- [INSTRUCTION] Give back, unchanged, each line from the one containing "of the dirt" through the last line of the entries below.

::::::

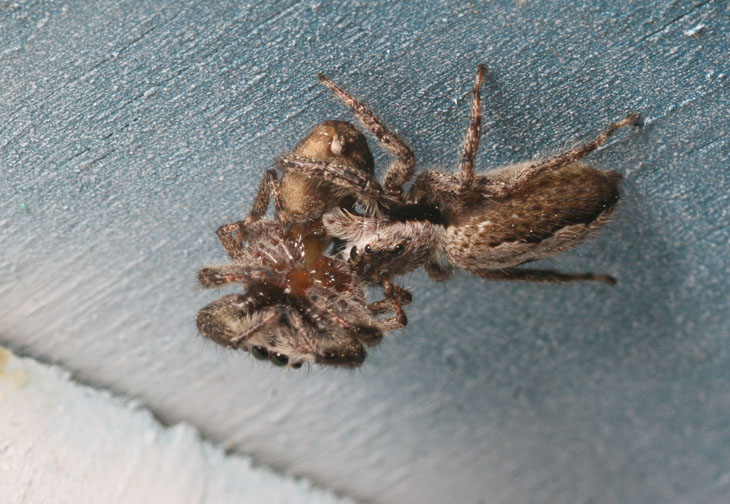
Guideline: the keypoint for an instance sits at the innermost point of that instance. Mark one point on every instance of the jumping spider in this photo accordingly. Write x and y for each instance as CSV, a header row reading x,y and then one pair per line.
x,y
300,305
486,224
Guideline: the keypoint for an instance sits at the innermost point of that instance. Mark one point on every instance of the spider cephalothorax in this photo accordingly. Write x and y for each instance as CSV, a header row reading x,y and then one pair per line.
x,y
298,307
486,224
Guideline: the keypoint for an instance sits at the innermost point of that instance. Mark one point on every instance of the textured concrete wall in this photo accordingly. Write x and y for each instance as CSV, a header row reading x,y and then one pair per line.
x,y
130,131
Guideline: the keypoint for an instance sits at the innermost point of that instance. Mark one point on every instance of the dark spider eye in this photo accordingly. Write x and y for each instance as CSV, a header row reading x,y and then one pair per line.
x,y
279,359
260,353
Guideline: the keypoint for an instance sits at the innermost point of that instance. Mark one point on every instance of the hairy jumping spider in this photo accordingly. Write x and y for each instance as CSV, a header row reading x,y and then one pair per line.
x,y
486,224
300,305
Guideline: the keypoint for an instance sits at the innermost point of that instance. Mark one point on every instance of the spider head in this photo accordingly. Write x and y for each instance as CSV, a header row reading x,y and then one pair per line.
x,y
337,140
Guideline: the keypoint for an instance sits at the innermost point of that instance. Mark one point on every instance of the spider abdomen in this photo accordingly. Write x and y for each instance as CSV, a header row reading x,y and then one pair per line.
x,y
554,212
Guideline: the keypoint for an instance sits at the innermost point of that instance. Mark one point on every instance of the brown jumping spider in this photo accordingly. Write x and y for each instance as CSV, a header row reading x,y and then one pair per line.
x,y
486,224
300,305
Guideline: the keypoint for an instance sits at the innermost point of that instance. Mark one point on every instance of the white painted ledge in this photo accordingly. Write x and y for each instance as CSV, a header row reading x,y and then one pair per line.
x,y
65,442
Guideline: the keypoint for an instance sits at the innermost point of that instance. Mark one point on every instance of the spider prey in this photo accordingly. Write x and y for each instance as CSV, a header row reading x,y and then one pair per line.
x,y
486,224
299,305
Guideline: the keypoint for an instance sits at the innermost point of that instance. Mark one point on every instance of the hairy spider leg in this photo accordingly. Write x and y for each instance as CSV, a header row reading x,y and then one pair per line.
x,y
364,186
540,275
473,132
212,277
398,172
568,157
244,229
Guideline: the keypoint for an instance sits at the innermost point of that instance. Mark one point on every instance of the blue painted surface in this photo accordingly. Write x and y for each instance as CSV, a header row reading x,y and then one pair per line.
x,y
129,132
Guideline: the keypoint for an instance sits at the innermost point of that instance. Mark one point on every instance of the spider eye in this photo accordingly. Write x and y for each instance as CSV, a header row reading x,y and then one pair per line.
x,y
260,353
279,359
336,146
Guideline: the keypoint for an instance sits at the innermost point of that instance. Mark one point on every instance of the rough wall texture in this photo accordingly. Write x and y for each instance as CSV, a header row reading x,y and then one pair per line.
x,y
129,131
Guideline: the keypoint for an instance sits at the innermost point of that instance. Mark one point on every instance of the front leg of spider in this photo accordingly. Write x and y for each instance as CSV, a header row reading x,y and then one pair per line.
x,y
399,171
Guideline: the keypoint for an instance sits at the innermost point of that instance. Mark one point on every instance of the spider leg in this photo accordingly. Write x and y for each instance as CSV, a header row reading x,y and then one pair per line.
x,y
540,275
362,185
233,235
212,277
473,133
399,171
397,296
321,314
268,188
218,321
565,158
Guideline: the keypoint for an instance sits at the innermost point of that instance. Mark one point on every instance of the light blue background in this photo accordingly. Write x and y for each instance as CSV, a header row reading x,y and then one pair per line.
x,y
129,131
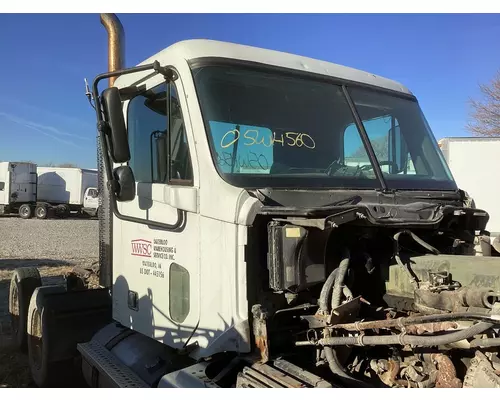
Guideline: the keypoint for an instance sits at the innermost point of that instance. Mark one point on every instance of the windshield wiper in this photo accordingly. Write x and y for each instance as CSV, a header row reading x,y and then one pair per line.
x,y
366,142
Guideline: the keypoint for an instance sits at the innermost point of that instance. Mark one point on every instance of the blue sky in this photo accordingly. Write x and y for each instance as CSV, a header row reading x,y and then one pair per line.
x,y
45,117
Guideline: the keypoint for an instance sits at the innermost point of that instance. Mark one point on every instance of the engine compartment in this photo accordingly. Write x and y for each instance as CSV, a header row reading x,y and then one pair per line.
x,y
364,302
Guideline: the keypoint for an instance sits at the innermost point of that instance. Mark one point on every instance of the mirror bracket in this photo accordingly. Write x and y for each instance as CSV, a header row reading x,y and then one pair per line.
x,y
167,72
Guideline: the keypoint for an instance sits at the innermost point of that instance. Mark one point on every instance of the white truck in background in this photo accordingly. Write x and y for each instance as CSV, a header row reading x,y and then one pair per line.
x,y
473,162
42,192
18,188
74,189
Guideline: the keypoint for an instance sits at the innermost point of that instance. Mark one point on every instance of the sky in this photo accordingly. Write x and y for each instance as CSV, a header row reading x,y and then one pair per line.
x,y
46,118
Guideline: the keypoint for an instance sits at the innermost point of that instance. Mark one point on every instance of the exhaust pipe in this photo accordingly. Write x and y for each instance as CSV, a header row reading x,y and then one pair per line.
x,y
116,43
116,61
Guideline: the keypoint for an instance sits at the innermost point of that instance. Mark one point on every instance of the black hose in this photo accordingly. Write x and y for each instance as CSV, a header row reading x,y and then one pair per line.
x,y
488,342
402,339
339,281
339,372
326,290
336,280
413,278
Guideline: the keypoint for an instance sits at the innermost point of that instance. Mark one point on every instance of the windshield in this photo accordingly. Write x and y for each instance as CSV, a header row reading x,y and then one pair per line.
x,y
268,129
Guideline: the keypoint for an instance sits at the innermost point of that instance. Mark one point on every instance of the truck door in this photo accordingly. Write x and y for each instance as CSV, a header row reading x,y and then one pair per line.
x,y
156,270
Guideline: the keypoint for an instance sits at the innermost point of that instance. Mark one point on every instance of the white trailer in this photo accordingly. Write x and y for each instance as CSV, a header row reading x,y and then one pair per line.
x,y
18,189
315,273
472,160
72,188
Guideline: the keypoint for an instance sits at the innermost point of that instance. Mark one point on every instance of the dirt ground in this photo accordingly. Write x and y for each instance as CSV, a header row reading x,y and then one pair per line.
x,y
79,250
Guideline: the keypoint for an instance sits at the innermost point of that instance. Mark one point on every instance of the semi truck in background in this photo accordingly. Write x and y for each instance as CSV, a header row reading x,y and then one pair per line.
x,y
73,189
297,270
474,163
18,188
44,192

::::::

- [EXERCISE ANSWER]
Guideline: the keypoint for an instance sits at the innermost point of that instance. Mark one point on every instance of the dirt ground in this photo accordingly. Write x and y for each instance as CSV, a header row reading x,y and then one pair per line.
x,y
79,250
Guideline: the keypoint for an instance sits at the innermost point of that instance. Mark one point on every instance of the semi truck in background in this photo accordingly. Write x and y for each instance as CSV, a header row reading x,y and then one pair per line.
x,y
73,189
297,270
474,163
18,188
44,192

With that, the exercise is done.